Source text:
•••
Metric-Based Auto-Instructor for Learning Mixed Data Representation

Authors: Songlei Jian, Liang Hu, Longbing Cao, Kai Lu

AAAI 2018 | Conference PDF | Archive PDF | Plain Text | LLM Run Details

Reproducibility Variable Result LLM Response
Research Type Experimental By feeding the learned representation into both partition-based and density-based clustering methods, our experiments on eight UCI datasets show highly significant learning performance improvement and much more distinguishable visualization outcomes over the baseline methods.
Researcher Affiliation Academia Songlei Jian, Liang Hu, Longbing Cao, Kai Lu College of Computer, National University of Defense Technology, China Advanced Analytics Institute, University of Technology Sydney, Australia jiansonglei@163.com, rainmilk@gmail.com, longbing.cao@uts.edu.au, kailu@nudt.edu.cn
Pseudocode Yes Algorithm 1 A SGD-based learning algorithm for MAI
Open Source Code Yes 1The MATLAB implementation of Algorithm 1 is available at https://github.com/jiansonglei/MAI
Open Datasets Yes We use eight real-world UCI datasets (Lichman 2013) from different domains for the experiments: Echocardiogram (Echo), Hepatitis, Auto MPG Dataset (MPG), Statlog Heart (Heart), Australian Credit Approval (ACA), Credit Approval (CRX), Contraceptive Method Choice (CMC), and Census Income (Income).
Dataset Splits No The AMI results of k-means on each dataset are the average over 20 validations of clustering with distinct starting points due to the instability of k-means clustering. This refers to multiple runs of clustering, not a dedicated validation dataset split used for hyperparameter tuning.
Hardware Specification No Considering the computational power of GPUs on matrix operation, we use a GPU-based adaptive stochastic gradient descent (SGD) optimizer over mini-batches to speed up the training, thus MAI can be applied on large data. We use Adam in our implementation1. The paper only mentions "GPU" generally, without specifying any particular GPU model, CPU, or other hardware details.
Software Dependencies No We use Adam in our implementation. The paper mentions the optimizer Adam, but does not provide specific version numbers for any software dependencies.
Experiment Setup Yes The length of the representation layer in MAI and the hidden layer of Autoencoder is set to 200. The maximum number of iterations is 30 and the batchsize is 200 in MAI. The dimensionalities of M1 and M2 are set to 60 in MAI.
•••
Exercise objective:
Quote the entire reproducibility summary for the Metric-Based Auto-Instructor paper word for word.

Stored entries:
•••
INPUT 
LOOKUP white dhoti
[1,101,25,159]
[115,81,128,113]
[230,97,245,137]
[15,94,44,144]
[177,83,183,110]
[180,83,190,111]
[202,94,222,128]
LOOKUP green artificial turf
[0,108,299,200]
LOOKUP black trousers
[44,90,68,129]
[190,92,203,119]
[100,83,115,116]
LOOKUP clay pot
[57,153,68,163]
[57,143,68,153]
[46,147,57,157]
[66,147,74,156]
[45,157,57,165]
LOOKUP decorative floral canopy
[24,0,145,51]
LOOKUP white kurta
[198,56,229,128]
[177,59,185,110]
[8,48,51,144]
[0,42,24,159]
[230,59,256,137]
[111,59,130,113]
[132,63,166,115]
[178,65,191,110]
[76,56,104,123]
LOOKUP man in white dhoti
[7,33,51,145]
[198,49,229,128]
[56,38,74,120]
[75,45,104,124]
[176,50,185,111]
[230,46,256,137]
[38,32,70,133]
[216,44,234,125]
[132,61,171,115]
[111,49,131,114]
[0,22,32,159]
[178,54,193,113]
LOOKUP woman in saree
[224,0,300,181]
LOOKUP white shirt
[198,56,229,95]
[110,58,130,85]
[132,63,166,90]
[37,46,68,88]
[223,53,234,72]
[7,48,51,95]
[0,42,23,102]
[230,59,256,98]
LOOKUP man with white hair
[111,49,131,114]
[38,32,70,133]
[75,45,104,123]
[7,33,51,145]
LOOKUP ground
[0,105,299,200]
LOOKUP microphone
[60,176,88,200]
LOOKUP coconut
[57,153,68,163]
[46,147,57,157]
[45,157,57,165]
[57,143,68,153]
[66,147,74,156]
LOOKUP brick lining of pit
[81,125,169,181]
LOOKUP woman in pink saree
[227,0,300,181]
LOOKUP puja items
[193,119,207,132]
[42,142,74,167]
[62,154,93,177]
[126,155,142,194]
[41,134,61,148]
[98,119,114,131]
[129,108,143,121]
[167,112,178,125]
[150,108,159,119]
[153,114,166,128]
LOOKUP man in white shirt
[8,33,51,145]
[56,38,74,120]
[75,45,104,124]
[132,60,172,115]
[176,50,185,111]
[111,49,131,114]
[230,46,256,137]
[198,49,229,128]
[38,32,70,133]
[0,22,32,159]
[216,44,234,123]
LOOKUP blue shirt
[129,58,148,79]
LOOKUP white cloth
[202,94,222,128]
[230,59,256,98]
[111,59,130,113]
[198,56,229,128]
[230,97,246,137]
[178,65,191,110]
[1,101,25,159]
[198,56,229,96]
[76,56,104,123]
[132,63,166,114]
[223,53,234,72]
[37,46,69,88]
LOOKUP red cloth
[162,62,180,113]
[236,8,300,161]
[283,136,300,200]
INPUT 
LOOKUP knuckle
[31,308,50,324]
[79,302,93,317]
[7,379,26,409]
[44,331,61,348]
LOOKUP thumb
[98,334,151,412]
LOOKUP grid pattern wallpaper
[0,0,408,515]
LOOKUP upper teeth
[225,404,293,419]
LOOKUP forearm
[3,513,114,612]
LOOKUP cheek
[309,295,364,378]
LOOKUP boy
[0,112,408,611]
•••
Task response:
Metric-Based Auto-Instructor for Learning Mixed Data Representation

Authors: Songlei Jian, Liang Hu, Longbing Cao, Kai Lu

AAAI 2018 | Conference PDF | Archive PDF | Plain Text | LLM Run Details

Reproducibility Variable Result LLM Response
Research Type Experimental By feeding the learned representation into both partition-based and density-based clustering methods, our experiments on eight UCI datasets show highly significant learning performance improvement and much more distinguishable visualization outcomes over the baseline methods.
Researcher Affiliation Academia Songlei Jian, Liang Hu, Longbing Cao, Kai Lu College of Computer, National University of Defense Technology, China Advanced Analytics Institute, University of Technology Sydney, Australia jiansonglei@163.com, rainmilk@gmail.com, longbing.cao@uts.edu.au, kailu@nudt.edu.cn
Pseudocode Yes Algorithm 1 A SGD-based learning algorithm for MAI
Open Source Code Yes 1The MATLAB implementation of Algorithm 1 is available at https://github.com/jiansonglei/MAI
Open Datasets Yes We use eight real-world UCI datasets (Lichman 2013) from different domains for the experiments: Echocardiogram (Echo), Hepatitis, Auto MPG Dataset (MPG), Statlog Heart (Heart), Australian Credit Approval (ACA), Credit Approval (CRX), Contraceptive Method Choice (CMC), and Census Income (Income).
Dataset Splits No The AMI results of k-means on each dataset are the average over 20 validations of clustering with distinct starting points due to the instability of k-means clustering. This refers to multiple runs of clustering, not a dedicated validation dataset split used for hyperparameter tuning.
Hardware Specification No Considering the computational power of GPUs on matrix operation, we use a GPU-based adaptive stochastic gradient descent (SGD) optimizer over mini-batches to speed up the training, thus MAI can be applied on large data. We use Adam in our implementation1. The paper only mentions "GPU" generally, without specifying any particular GPU model, CPU, or other hardware details.
Software Dependencies No We use Adam in our implementation. The paper mentions the optimizer Adam, but does not provide specific version numbers for any software dependencies.
Experiment Setup Yes The length of the representation layer in MAI and the hidden layer of Autoencoder is set to 200. The maximum number of iterations is 30 and the batchsize is 200 in MAI. The dimensionalities of M1 and M2 are set to 60 in MAI.